> **OBJETIVO DEL EJERCICIO**
Responde con datos del fragmento sobre cine y política:
1. ¿Qué actor interpreta a Winston Churchill en Into the storm?
2. ¿Qué actriz da vida a Sarah Palin en Game change?
3. ¿De qué año es la película The best man?

> **FRAGMENTO DEL TEXTO**
* * * * * * *
Fuera de la nómina de presidentes estadounidenses, Brendan Gleeson trazó un magnífico retrato de las luces y sombras de Winston Churchill en Into the storm. El Tony Blair de The Queen, un personaje que Michael Sheen construye a base de pequeños gestos y miradas hasta dar con la tecla adecuada, es la culminación de esa idea de que menos es más.

También prometen las primeras imágenes de Game change, una historia con otra dama algo peculiar llamada Sarah Palin. A Palin la interpreta Julianne Moore y le acompaña Ed Harris, en una producción de HBO. Hay otras historias políticas mucho más efervescentes, como aquel Tanner 88, donde Robert Altman se inventó un candidato a las presidenciales en uno de los experimentos más marcianos de su carrera; o El candidato, con un Robert Redford que coge la sátira por los cuernos y se marca un repasito en toda regla al infierno de las campañas electorales. John Ford, Preston Sturges o Frank Capra pasaron a su vez por el tamiz de la política sin perder su estilo y Steven Spielberg promete hacer lo propio con su ansiado proyecto sobre Abraham Lincoln.

Pero si algo ilustra la conexión entre cine y política es aquella anécdota sobre The best man. La película de 1964 que relataba la carrera entre dos políticos por hacerse con la presidencia contaba con Henry Fonda y Cliff Robertson. Sin embargo este último a punto estuvo de caerse del reparto por culpa de un actor llamado Ronald Reagan. Cuando se les preguntó a los productores por qué habían escogido a Robertson en lugar de al que luego llego a ser presidente de los Estados Unidos estos contestaron: "porque no tenía perfil presidenciable".
* * * * * * *
Entradas de datos guardadas

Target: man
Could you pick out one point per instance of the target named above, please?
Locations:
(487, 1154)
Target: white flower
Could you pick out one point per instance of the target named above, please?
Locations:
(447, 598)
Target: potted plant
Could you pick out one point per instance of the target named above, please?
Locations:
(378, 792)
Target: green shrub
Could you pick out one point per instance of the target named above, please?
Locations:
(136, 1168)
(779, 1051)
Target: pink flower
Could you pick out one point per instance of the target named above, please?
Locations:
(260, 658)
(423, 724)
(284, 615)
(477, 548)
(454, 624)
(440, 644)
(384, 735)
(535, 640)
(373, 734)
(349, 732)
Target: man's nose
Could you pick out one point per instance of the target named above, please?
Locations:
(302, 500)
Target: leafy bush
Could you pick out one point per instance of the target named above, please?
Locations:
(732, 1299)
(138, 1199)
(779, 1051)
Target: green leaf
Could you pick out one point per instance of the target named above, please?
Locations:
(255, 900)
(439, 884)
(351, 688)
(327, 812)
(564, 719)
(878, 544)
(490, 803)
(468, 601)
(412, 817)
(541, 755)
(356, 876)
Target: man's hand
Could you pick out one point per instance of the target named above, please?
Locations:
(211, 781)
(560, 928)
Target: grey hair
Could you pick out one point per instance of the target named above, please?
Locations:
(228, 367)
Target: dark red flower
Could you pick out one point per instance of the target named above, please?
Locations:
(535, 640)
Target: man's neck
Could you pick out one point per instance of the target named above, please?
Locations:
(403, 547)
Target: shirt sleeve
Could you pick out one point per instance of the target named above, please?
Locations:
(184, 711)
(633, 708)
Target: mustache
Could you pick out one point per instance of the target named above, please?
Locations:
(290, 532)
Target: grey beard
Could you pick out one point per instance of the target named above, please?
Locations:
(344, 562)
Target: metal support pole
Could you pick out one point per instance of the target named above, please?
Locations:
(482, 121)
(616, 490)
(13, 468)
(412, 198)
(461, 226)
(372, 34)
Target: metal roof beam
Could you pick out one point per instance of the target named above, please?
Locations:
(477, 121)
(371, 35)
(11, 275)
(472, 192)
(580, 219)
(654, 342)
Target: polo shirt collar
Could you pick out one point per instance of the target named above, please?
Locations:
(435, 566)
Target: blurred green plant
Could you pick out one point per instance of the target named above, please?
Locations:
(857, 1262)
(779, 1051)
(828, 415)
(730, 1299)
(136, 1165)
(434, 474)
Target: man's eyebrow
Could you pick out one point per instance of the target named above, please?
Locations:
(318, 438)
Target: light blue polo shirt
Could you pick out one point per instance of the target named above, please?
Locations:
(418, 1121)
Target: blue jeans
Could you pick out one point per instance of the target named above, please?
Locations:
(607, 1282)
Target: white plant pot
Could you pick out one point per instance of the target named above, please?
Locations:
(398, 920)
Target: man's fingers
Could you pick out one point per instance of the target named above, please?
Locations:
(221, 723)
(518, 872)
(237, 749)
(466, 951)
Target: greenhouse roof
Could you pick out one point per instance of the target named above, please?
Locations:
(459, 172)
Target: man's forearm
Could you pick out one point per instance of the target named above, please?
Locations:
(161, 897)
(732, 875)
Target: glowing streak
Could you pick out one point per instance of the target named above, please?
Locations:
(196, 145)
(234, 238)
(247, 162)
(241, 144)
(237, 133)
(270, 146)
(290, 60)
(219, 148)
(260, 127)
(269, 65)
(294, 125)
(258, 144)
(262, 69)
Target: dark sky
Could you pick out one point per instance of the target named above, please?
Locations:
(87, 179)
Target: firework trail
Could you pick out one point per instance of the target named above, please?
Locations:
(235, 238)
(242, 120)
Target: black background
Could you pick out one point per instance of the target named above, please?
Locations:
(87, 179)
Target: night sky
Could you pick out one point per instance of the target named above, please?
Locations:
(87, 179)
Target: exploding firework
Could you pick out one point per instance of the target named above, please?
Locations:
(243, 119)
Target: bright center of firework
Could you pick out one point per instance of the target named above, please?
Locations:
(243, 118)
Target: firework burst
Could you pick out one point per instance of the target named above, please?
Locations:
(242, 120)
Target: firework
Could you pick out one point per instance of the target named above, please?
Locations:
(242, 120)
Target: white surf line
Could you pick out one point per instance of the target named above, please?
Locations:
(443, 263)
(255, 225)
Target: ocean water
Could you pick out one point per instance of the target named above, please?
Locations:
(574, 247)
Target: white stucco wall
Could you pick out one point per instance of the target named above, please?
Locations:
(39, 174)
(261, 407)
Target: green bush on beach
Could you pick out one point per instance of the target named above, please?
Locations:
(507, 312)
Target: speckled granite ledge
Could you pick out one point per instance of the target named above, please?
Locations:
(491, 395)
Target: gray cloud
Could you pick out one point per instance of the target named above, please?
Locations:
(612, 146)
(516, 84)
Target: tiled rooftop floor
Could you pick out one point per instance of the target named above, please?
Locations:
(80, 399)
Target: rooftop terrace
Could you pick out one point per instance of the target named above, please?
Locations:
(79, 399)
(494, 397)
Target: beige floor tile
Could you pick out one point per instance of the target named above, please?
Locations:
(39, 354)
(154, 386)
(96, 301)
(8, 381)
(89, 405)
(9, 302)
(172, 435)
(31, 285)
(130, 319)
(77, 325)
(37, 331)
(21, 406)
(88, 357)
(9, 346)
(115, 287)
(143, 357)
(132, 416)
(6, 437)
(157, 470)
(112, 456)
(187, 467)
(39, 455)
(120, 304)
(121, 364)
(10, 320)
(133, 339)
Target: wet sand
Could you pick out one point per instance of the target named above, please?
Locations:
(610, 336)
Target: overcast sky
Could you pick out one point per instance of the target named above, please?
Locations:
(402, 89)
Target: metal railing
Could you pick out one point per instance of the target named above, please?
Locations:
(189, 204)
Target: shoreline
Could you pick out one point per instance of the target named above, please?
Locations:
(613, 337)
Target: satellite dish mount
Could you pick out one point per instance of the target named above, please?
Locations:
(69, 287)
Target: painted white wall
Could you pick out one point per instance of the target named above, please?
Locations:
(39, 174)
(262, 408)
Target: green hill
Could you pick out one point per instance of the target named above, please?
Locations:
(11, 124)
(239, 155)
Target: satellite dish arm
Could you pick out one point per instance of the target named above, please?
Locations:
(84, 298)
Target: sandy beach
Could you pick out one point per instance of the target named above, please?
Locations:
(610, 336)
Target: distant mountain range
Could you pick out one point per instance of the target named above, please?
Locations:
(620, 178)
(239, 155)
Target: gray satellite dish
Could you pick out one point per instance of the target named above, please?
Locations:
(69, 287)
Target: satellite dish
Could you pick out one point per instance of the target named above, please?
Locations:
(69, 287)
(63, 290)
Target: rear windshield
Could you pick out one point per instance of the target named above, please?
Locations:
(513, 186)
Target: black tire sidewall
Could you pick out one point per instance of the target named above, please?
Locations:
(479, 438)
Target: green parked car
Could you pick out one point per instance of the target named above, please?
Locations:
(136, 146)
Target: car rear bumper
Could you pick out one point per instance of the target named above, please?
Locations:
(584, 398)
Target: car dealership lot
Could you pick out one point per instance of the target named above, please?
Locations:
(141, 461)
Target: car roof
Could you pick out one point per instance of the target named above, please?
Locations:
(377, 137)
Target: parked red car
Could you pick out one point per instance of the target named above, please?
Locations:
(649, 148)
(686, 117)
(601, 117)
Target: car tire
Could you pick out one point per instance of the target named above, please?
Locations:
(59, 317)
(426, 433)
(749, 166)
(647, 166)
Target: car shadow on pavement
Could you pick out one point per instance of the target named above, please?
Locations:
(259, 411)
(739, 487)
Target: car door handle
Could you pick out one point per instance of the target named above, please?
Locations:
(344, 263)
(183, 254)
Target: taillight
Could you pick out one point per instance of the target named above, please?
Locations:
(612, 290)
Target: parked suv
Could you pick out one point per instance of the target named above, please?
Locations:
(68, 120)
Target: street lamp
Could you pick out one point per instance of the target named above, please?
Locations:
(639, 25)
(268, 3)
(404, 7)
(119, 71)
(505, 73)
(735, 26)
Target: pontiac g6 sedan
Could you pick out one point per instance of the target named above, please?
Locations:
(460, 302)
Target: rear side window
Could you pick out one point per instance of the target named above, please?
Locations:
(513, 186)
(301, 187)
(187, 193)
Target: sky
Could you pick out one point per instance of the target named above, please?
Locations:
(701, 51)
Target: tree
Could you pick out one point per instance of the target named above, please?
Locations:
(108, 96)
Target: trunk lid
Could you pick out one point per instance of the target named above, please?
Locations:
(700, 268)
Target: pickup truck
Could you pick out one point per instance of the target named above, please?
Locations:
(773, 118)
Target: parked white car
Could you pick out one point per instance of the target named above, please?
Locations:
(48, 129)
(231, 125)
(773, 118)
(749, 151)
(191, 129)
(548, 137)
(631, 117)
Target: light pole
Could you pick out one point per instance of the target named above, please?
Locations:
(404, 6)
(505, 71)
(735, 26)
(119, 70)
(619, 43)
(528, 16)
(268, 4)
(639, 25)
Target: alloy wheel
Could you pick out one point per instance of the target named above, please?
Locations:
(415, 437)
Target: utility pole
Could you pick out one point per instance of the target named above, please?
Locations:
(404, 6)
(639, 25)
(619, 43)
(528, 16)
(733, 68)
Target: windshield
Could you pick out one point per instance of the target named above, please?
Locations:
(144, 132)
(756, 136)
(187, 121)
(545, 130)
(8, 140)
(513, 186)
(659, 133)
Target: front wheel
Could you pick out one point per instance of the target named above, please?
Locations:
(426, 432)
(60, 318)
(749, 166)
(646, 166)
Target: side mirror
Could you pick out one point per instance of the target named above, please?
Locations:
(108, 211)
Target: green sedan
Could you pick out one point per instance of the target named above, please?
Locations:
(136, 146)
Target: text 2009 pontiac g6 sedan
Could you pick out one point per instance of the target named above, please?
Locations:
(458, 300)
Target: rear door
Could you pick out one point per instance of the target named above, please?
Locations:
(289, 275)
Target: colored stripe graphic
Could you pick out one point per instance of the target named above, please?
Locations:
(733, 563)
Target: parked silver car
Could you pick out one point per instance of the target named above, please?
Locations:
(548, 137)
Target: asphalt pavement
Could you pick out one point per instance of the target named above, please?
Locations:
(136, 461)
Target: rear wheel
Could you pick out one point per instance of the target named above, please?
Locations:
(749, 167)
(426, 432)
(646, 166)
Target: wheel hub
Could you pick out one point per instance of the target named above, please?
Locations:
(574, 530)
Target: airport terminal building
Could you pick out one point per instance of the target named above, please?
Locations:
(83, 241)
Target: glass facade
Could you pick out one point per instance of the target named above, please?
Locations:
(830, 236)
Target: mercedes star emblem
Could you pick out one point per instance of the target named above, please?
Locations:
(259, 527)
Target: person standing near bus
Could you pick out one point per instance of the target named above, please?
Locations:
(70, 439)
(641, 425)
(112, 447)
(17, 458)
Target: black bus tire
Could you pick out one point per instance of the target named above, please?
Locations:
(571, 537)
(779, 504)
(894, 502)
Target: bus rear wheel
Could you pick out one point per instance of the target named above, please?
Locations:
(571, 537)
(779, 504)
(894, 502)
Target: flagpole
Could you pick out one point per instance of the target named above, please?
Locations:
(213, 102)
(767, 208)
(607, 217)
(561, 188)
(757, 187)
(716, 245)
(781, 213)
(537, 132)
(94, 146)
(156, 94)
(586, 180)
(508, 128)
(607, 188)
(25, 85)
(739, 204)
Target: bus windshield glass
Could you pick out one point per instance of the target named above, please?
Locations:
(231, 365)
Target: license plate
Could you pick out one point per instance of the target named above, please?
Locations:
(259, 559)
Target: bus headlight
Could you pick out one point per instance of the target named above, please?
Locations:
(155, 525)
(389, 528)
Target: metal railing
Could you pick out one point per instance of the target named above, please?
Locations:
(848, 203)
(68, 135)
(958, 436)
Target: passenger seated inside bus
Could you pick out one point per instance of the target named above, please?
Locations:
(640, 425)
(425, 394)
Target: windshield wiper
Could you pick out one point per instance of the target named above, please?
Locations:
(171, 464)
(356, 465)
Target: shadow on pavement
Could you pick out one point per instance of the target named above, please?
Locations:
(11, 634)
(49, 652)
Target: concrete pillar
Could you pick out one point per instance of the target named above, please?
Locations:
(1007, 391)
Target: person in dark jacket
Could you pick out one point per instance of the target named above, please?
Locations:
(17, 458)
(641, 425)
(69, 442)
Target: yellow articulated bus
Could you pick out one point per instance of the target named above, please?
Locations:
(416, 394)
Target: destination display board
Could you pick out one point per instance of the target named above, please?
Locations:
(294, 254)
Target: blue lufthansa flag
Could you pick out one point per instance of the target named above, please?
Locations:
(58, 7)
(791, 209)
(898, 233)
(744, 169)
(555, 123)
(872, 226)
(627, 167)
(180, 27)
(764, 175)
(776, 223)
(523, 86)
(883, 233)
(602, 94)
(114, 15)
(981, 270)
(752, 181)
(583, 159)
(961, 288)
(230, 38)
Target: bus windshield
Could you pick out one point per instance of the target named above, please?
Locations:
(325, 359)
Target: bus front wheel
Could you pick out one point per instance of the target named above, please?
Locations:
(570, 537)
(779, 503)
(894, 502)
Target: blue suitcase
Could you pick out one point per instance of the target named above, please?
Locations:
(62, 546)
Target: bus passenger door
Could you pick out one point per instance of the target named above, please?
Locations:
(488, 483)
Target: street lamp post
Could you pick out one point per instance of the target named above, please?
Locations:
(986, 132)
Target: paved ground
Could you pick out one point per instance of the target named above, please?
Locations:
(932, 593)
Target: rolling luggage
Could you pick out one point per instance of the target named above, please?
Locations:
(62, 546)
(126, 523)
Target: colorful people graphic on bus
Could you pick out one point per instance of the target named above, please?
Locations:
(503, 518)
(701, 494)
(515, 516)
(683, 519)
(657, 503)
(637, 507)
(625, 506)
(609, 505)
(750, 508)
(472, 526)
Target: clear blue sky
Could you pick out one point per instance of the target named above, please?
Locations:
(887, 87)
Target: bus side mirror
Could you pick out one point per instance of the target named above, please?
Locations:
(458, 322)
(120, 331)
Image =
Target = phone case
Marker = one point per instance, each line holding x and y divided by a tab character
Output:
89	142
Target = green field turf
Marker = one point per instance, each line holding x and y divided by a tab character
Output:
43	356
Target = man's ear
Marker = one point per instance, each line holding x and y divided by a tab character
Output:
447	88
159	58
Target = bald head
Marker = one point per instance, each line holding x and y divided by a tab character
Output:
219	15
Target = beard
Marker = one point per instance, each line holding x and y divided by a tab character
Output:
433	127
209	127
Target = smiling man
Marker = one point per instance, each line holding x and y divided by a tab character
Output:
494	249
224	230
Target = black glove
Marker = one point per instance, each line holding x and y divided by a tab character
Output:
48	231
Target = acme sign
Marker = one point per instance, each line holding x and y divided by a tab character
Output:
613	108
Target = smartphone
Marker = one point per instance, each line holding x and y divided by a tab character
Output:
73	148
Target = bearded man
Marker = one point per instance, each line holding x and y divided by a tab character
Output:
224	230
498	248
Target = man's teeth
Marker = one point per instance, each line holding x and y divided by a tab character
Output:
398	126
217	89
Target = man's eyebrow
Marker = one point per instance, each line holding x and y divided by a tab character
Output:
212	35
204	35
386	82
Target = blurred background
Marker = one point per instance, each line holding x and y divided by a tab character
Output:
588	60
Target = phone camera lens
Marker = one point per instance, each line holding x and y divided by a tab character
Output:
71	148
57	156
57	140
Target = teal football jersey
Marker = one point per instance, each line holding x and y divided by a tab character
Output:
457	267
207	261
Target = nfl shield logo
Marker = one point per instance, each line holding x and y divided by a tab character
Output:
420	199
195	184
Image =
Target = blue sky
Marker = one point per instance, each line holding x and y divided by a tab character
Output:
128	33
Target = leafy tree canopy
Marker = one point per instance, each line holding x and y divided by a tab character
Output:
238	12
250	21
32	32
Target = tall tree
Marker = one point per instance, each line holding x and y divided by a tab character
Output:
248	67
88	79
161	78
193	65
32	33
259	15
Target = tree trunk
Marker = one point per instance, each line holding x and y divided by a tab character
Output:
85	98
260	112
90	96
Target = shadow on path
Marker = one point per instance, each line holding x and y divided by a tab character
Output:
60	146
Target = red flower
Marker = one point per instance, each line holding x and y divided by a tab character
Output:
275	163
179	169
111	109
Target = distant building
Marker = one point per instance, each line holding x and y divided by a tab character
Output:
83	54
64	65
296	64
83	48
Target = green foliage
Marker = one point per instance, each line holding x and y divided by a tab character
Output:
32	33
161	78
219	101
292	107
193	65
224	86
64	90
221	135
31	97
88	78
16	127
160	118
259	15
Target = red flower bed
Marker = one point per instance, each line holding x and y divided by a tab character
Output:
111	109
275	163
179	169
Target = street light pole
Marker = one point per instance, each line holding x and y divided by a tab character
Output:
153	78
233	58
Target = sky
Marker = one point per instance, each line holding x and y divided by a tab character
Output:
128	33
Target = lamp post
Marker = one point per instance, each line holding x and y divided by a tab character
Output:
* * * * * * *
> **RESULTADO DEL EJERCICIO**
1. Brendan Gleeson.
2. Julianne Moore.
3. De 1964.